■ **Parts of the exercise**
[1] In the article on oncology trial mistakes, how often did the 3+3 design correctly identify the optimal dose?
[2] Please resume the article on oncology trial mistakes after its final sentence.

■ **Source document**
---+---
9 min read

What A/B Testing Teams Can Learn from 40 Years of Oncology Trial Mistakes

What A/B Testing Teams Can Learn from 40 Years of Oncology Trial Mistakes

Two worlds with remarkably similar challenges—and strikingly similar failures.

Why Tech Should Pay Attention to Cancer Trials

Most product teams believe A/B testing is a modern invention—lean, data-driven, and efficient. But if you step back, experimentation in tech today looks remarkably similar to oncology trials in the 1980s and 1990s: well-intentioned, high-effort, and full of blind spots that took decades to recognize.

The difference is that oncology has spent those decades learning—in painful, expensive, deeply human ways—what happens when experiments are poorly designed. The field transformed after spectacular failures in the early 2000s forced a reckoning with methodological complacency. Tech teams now have the rare privilege of learning those lessons without repeating the same mistakes.

This article walks through the parallels: not as a dry methodology tour, but as the story of how two experimental cultures matured, and how one can borrow wisdom from the other.

1. When Familiar Designs Fool Us: The 3+3 Story

In early cancer trials, clinicians defaulted to a simple dose-finding algorithm, the 3+3 design. It looked clean. It felt objective. It produced neatly structured cohorts of three patients at each dose level, escalating when toxicity stayed low.

But as statisticians later demonstrated, this design was quietly betraying the trials built upon it. Its dose estimates varied wildly. The same drug tested twice could yield Maximum Tolerated Doses two levels apart. Its operating characteristics were abysmal, correctly identifying the optimal dose only 30-40% of the time. Its scientific justification? Essentially nonexistent. It persisted through tradition, not merit.

What survived wasn't the method—it was the comfort of familiarity. Today, the 3+3 design is considered "practically unethical" in many contexts, replaced by model-based approaches like the Continual Reassessment Method that identify optimal doses 20-30% more accurately while exposing fewer patients to subtherapeutic or toxic doses.

The A/B Testing Parallel

Something similar happens every time a tech team defaults to "simple" without questioning whether simple is sufficient. That basic two-variant test with fixed duration and single-point analysis? It's the digital equivalent of the 3+3—familiar, traditional, and often wrong.
---+---
■ **Excerpted data**
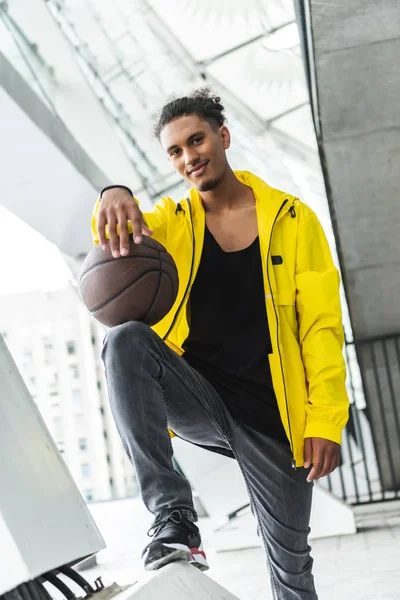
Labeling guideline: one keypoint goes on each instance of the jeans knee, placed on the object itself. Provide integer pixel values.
(127, 337)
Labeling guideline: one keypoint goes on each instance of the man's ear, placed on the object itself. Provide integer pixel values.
(225, 136)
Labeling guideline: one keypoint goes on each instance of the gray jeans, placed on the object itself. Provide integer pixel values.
(151, 387)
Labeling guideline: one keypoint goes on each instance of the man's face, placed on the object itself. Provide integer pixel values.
(196, 150)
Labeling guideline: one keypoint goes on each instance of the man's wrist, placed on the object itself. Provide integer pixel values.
(111, 187)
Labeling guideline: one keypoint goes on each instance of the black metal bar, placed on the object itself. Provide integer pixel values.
(78, 579)
(392, 392)
(382, 414)
(349, 449)
(33, 590)
(59, 585)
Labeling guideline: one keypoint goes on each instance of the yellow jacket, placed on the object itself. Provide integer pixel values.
(302, 303)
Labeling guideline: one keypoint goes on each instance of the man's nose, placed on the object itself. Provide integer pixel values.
(191, 157)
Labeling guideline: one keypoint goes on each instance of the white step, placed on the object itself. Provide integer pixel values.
(176, 581)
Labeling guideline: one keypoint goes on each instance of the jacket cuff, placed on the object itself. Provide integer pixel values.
(324, 430)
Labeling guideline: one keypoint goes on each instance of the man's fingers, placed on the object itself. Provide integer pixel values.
(101, 228)
(325, 470)
(112, 232)
(123, 233)
(145, 229)
(307, 452)
(317, 465)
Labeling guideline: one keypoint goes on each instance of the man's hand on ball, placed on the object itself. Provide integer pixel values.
(323, 455)
(117, 207)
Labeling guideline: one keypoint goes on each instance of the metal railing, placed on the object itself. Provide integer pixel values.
(370, 469)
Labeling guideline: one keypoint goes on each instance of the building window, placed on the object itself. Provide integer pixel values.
(85, 470)
(88, 494)
(48, 352)
(54, 399)
(76, 396)
(58, 428)
(74, 370)
(71, 347)
(80, 422)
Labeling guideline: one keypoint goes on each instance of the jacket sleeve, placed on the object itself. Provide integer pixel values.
(321, 333)
(156, 220)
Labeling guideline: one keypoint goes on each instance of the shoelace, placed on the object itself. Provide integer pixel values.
(158, 525)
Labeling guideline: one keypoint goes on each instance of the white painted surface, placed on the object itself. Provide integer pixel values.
(177, 581)
(216, 478)
(330, 516)
(40, 185)
(43, 517)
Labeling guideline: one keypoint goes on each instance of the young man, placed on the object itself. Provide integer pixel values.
(249, 360)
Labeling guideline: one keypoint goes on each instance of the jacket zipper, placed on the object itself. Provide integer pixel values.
(277, 326)
(174, 320)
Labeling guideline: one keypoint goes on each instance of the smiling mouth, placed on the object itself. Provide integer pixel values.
(199, 169)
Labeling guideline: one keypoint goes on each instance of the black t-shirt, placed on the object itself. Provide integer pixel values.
(229, 339)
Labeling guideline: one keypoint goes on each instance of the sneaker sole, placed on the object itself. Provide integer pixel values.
(194, 557)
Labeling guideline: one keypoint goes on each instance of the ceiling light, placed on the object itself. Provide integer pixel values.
(282, 38)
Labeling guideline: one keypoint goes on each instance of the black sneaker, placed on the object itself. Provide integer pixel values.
(175, 538)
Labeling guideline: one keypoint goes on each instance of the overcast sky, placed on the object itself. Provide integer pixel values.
(27, 260)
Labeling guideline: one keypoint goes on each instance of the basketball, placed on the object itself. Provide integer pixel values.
(141, 286)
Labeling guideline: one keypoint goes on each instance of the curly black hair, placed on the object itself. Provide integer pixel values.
(201, 102)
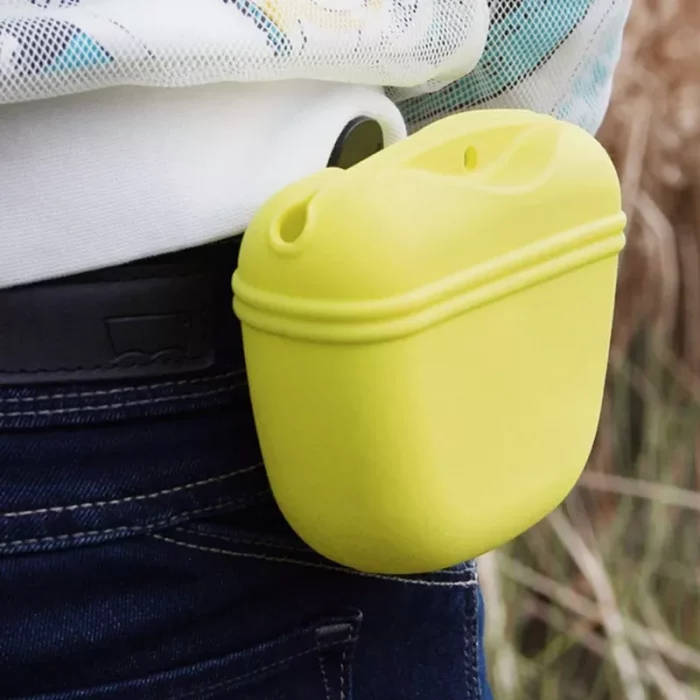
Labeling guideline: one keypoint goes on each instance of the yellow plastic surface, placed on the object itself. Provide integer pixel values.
(426, 337)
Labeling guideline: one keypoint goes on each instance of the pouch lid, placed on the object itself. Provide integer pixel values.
(466, 203)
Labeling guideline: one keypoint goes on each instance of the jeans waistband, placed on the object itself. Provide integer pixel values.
(90, 460)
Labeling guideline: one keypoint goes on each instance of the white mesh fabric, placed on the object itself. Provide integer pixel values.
(434, 56)
(113, 167)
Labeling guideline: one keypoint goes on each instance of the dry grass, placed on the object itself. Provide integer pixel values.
(602, 601)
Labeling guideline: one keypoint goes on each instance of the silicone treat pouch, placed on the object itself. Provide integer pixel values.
(426, 337)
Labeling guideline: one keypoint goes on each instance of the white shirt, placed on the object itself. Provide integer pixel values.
(100, 164)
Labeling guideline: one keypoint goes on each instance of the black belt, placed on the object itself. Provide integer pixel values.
(161, 317)
(165, 316)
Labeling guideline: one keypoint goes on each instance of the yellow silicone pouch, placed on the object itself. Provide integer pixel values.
(426, 337)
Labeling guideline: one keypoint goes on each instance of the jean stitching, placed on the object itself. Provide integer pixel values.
(121, 390)
(317, 565)
(121, 404)
(229, 682)
(132, 499)
(249, 540)
(322, 666)
(471, 675)
(131, 529)
(470, 570)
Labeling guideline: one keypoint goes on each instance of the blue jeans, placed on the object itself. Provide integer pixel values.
(142, 556)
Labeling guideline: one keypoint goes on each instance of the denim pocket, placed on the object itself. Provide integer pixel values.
(312, 663)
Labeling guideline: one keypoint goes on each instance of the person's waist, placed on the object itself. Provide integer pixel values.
(123, 403)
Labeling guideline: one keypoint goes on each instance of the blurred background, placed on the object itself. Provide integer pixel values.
(602, 600)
---+---
■ **Expected responses**
[1] Only 30-40% of the time.

[2]
The simplest design is not always the most trustworthy. Just as oncology moved to model-based designs that better capture biological reality, modern A/B testing requires designs that match the complexity of the decisions they support. Sequential testing, variance reduction, and stratification aren't complications—they're corrections for the oversimplifications that make traditional tests fail.

2. The Intention-to-Treat Principle: A Guardrail Against Wishful Thinking

In clinical trials, the Intention-to-Treat (ITT) principle protects us from our own storytelling instincts. It forces us to analyze people as they were assigned—not as we wish they had behaved.

ITT prevents the seductive temptation to say: "Well, the treatment worked great... among the people who actually followed it." This seemingly reasonable statement hides a fatal flaw: the ability to follow treatment is itself often an outcome. The patients who can't tolerate a drug, who drop out from side effects, who never start because of contraindications—they're all part of the treatment's real-world effect.

The A/B Testing Version

Tech teams unknowingly violate ITT constantly. I've seen teams exclude users who didn't engage with the feature, analyze only "active" users who clicked through, or filter out people who bounced in under 10 seconds. Each exclusion seems reasonable in isolation. Together, they create a fantasy dataset.

But engagement is part of the outcome. A feature that users ignore has failed, regardless of how well it performs for the handful who explore it fully. Filtering based on post-treatment behavior creates a tautology: the feature works best among the people for whom it worked.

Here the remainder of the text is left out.